# [Work order]
Rewrite the records below, changing "positive clicks" to "foreground clicks" wherever it occurs and leaving everything else untouched.

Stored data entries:
○ ○ ○

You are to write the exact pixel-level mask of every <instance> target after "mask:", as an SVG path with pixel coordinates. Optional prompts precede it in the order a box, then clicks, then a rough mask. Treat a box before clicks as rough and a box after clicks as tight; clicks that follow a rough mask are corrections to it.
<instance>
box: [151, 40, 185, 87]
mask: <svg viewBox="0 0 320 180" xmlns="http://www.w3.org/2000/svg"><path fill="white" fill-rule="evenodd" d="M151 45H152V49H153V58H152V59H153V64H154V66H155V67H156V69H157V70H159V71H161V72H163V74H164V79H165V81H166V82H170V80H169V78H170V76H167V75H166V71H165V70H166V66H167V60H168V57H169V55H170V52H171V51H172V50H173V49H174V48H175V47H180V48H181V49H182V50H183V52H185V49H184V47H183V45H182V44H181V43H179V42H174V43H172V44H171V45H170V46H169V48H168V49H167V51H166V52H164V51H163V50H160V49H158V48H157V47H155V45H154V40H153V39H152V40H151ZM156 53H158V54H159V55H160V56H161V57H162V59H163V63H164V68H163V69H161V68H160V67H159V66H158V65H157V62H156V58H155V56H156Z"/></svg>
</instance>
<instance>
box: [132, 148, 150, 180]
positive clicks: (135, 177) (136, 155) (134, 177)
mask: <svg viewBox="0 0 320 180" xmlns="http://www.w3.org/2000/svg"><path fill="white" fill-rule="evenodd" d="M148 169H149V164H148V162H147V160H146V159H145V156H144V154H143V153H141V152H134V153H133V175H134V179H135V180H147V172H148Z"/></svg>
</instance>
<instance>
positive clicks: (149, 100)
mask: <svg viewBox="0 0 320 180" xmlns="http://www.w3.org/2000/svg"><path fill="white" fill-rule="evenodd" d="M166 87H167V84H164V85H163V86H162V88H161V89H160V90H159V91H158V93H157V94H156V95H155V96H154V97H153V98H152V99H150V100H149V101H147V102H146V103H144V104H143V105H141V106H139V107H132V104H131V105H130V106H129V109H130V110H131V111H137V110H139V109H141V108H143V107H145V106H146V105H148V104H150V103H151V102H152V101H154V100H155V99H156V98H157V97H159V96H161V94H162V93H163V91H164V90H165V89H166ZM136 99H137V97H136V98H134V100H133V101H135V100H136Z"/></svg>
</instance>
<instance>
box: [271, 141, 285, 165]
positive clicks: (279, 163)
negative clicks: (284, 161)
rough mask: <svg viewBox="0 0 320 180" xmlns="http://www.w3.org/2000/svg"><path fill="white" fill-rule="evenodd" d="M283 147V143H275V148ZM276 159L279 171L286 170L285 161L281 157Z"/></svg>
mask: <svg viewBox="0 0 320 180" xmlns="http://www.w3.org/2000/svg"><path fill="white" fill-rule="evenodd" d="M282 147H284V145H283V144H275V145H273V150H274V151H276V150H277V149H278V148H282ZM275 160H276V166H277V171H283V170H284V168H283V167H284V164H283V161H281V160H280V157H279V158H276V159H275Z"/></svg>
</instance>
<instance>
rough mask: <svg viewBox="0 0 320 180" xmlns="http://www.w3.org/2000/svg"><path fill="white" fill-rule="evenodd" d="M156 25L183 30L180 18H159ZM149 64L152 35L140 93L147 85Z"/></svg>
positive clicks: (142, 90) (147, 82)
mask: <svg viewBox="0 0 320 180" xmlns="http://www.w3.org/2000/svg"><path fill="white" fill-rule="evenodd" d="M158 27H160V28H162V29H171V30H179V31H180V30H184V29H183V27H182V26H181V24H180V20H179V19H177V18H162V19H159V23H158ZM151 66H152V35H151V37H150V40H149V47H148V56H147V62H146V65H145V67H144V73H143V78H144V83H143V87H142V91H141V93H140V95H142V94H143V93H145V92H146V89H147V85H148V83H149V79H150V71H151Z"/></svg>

○ ○ ○

# [Answer section]
You are to write the exact pixel-level mask of every <instance> target after "mask:", as an SVG path with pixel coordinates. Optional prompts precede it in the order a box, then clicks, then a rough mask. Treat a box before clicks as rough and a box after clicks as tight; clicks that follow a rough mask are corrections to it.
<instance>
box: [151, 40, 185, 87]
mask: <svg viewBox="0 0 320 180" xmlns="http://www.w3.org/2000/svg"><path fill="white" fill-rule="evenodd" d="M151 45H152V49H153V58H152V59H153V64H154V66H155V67H156V69H157V70H159V71H161V72H163V74H164V79H165V81H166V82H170V80H169V78H170V76H167V75H166V71H165V70H166V66H167V60H168V57H169V55H170V52H171V51H172V50H173V49H174V48H175V47H180V48H181V49H182V50H183V52H185V49H184V47H183V45H182V44H181V43H179V42H174V43H172V44H171V45H170V46H169V48H168V49H167V51H166V52H164V51H163V50H160V49H158V48H157V47H155V45H154V40H153V39H152V40H151ZM156 53H158V54H159V55H160V56H161V57H162V59H163V63H164V68H163V69H161V68H160V67H159V66H158V65H157V62H156V58H155V56H156Z"/></svg>
</instance>
<instance>
box: [132, 148, 150, 180]
foreground clicks: (135, 177) (136, 155) (134, 177)
mask: <svg viewBox="0 0 320 180" xmlns="http://www.w3.org/2000/svg"><path fill="white" fill-rule="evenodd" d="M148 169H149V164H148V162H147V160H146V159H145V156H144V154H143V153H141V152H134V153H133V175H134V179H135V180H147V172H148Z"/></svg>
</instance>
<instance>
foreground clicks: (149, 100)
mask: <svg viewBox="0 0 320 180" xmlns="http://www.w3.org/2000/svg"><path fill="white" fill-rule="evenodd" d="M166 87H167V84H164V85H163V86H162V88H161V89H160V90H159V91H158V93H157V94H156V95H155V96H154V97H153V98H152V99H150V100H149V101H147V102H146V103H144V104H143V105H141V106H139V107H132V104H131V105H130V106H129V109H130V110H131V111H137V110H139V109H141V108H143V107H145V106H146V105H148V104H150V103H151V102H152V101H154V100H155V99H156V98H157V97H159V96H161V94H162V93H163V91H164V90H165V89H166ZM136 99H137V97H136V98H134V100H133V101H135V100H136Z"/></svg>
</instance>
<instance>
box: [271, 141, 285, 165]
foreground clicks: (279, 163)
negative clicks: (284, 161)
rough mask: <svg viewBox="0 0 320 180" xmlns="http://www.w3.org/2000/svg"><path fill="white" fill-rule="evenodd" d="M283 147V143H275V148ZM276 159L279 171L286 170L285 161L281 157Z"/></svg>
mask: <svg viewBox="0 0 320 180" xmlns="http://www.w3.org/2000/svg"><path fill="white" fill-rule="evenodd" d="M282 147H284V145H283V144H275V145H273V150H274V151H276V150H277V149H278V148H282ZM275 160H276V166H277V171H283V170H284V168H283V167H284V164H283V161H281V160H280V157H279V158H276V159H275Z"/></svg>
</instance>
<instance>
rough mask: <svg viewBox="0 0 320 180" xmlns="http://www.w3.org/2000/svg"><path fill="white" fill-rule="evenodd" d="M156 25L183 30L180 18H159ZM149 64L152 35L140 93L147 85Z"/></svg>
foreground clicks: (142, 90) (147, 82)
mask: <svg viewBox="0 0 320 180" xmlns="http://www.w3.org/2000/svg"><path fill="white" fill-rule="evenodd" d="M158 27H160V28H162V29H171V30H179V31H180V30H184V29H183V27H182V26H181V24H180V20H179V19H177V18H162V19H159V23H158ZM151 66H152V35H151V37H150V40H149V47H148V56H147V62H146V65H145V67H144V73H143V78H144V83H143V87H142V91H141V93H140V95H142V94H143V93H145V92H146V89H147V85H148V83H149V79H150V71H151Z"/></svg>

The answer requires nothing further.